### [Exercise objective]
Reproduce the stretch of lines from the one containing "the man's sunglasses" through the final line, both included. Leave the pictures out of your answer.

Begin Provided data

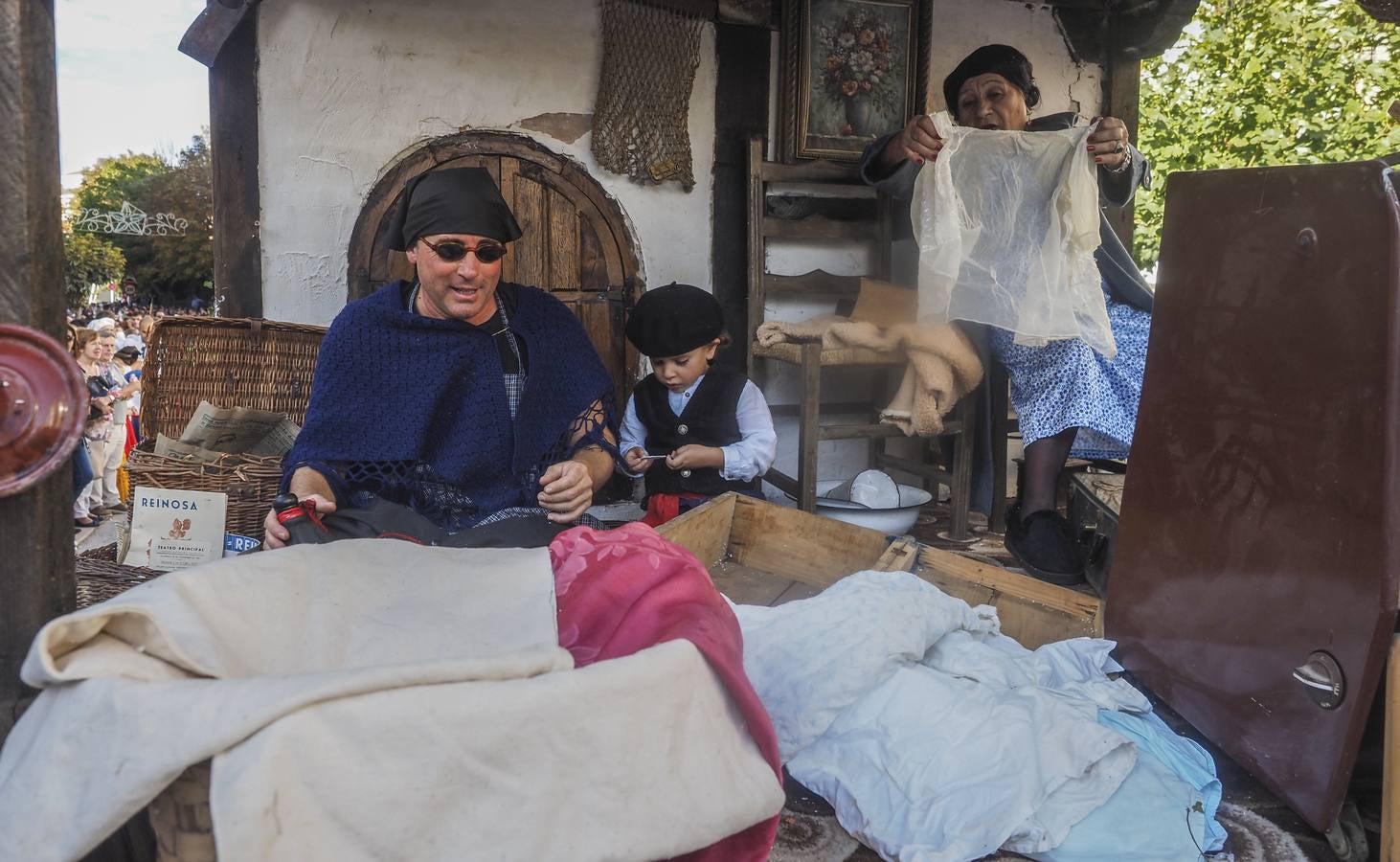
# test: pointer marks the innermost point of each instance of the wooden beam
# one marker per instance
(233, 127)
(35, 525)
(741, 112)
(212, 30)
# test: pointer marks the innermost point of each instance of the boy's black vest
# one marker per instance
(708, 420)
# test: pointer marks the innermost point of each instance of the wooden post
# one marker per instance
(1120, 100)
(233, 129)
(35, 533)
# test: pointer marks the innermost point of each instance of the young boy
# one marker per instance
(691, 430)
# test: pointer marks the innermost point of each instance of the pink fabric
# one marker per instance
(624, 589)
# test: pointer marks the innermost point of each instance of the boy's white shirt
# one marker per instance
(752, 455)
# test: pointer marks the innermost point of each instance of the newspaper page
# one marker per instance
(239, 430)
(174, 448)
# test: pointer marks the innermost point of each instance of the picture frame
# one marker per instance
(851, 70)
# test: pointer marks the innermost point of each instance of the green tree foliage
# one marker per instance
(166, 267)
(88, 260)
(1266, 82)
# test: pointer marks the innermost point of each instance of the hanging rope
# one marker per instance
(642, 118)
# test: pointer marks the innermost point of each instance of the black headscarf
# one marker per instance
(1002, 59)
(454, 200)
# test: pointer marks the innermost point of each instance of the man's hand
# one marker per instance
(567, 490)
(636, 461)
(306, 485)
(694, 457)
(276, 536)
(1109, 143)
(917, 142)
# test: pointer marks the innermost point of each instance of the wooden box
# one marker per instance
(760, 553)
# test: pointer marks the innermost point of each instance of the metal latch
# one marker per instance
(1321, 679)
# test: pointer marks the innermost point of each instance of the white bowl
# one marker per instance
(894, 521)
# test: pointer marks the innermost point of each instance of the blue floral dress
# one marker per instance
(1069, 385)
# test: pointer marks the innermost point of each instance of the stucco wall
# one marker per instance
(346, 88)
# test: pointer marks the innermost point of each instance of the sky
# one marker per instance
(124, 85)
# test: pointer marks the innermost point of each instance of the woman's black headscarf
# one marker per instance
(454, 200)
(1002, 59)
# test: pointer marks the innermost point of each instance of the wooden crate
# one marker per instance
(760, 553)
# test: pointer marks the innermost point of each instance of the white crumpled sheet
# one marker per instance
(374, 700)
(934, 737)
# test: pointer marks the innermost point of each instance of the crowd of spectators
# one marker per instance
(108, 343)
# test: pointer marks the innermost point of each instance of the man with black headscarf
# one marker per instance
(468, 399)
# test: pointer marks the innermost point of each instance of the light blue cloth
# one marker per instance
(1067, 385)
(1154, 815)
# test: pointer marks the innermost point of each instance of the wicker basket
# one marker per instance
(101, 577)
(181, 819)
(231, 363)
(249, 482)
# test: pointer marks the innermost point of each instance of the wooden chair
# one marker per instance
(827, 181)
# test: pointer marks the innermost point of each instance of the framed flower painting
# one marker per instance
(851, 70)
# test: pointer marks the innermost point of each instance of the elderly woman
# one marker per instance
(1070, 399)
(469, 399)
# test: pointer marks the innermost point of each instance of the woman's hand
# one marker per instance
(917, 142)
(1109, 143)
(694, 457)
(567, 490)
(636, 459)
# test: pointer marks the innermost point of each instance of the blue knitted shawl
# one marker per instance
(399, 399)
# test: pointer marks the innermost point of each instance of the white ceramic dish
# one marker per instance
(896, 521)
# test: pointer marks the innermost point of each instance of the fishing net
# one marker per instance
(640, 121)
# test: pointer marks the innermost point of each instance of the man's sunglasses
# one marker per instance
(451, 251)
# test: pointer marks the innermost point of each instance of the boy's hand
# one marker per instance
(694, 457)
(635, 459)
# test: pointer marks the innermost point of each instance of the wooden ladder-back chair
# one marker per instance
(836, 181)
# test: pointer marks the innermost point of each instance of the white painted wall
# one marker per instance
(348, 87)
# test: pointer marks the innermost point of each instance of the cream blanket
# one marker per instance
(942, 363)
(374, 700)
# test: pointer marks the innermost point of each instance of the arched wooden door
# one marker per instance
(575, 243)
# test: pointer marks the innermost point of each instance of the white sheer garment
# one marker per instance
(1006, 224)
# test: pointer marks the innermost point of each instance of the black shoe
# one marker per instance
(802, 799)
(1043, 546)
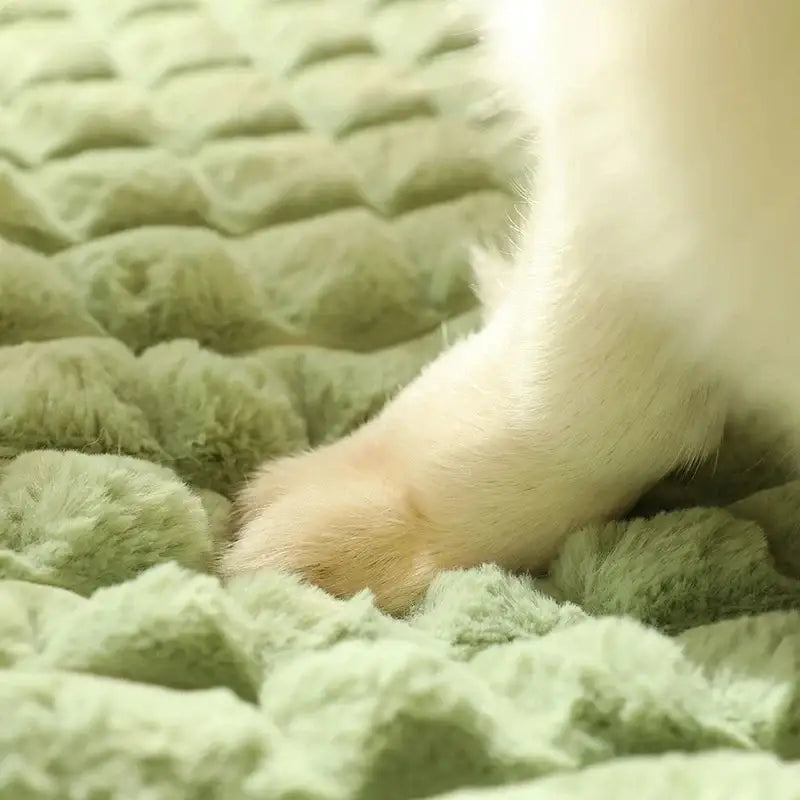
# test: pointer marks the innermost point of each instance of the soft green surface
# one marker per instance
(230, 229)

End Provided data

### [Task output]
# test: pointer marks the innermost point of each instance of the man's sunglasses
# one marker per instance
(451, 251)
# test: pointer marks the innermost point of each instance of the boy's hand
# one marker per instance
(694, 457)
(635, 459)
# test: pointer marks the innermost point of each instance of the wooden ladder-back chair
# one marker per instance
(836, 181)
# test: pointer marks the innermost point of each instance of the white painted wall
# one marker per instance
(348, 87)
# test: pointer marks the innermost point of each instance of the cream blanket
# one marker per instance
(942, 363)
(374, 700)
# test: pointer marks the innermost point of each instance of the arched wooden door
# one marker per instance
(575, 243)
# test: pointer marks the innermost point of each instance of the white sheer garment
# one marker per instance
(1006, 224)
# test: pointer marks the innermost point of each instance of the black shoe
# one marker per instance
(802, 799)
(1043, 546)
# test: pointer marks the innermost point of each instance of the soft green surface
# one marker per instance
(230, 229)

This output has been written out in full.